- [Objective] Collect each line of the listing below that contains the string "pixel".

- [Supplied information]
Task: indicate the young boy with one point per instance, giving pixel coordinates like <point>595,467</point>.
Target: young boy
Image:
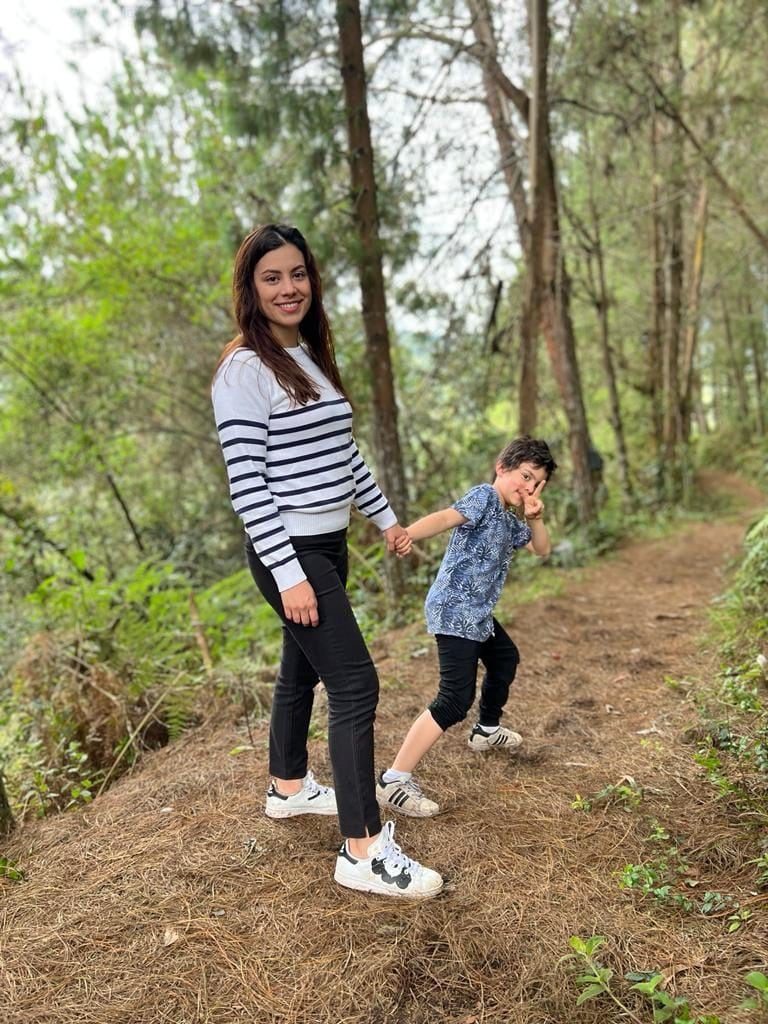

==

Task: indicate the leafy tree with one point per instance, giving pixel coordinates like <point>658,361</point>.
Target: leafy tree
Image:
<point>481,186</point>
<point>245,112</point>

- [Exercise response]
Task: indicate the young boy with one point per instance, giving pixel coordinates like <point>595,467</point>.
Task: indicate the leafy tree with one point per instance, giving pixel coordinates like <point>658,361</point>.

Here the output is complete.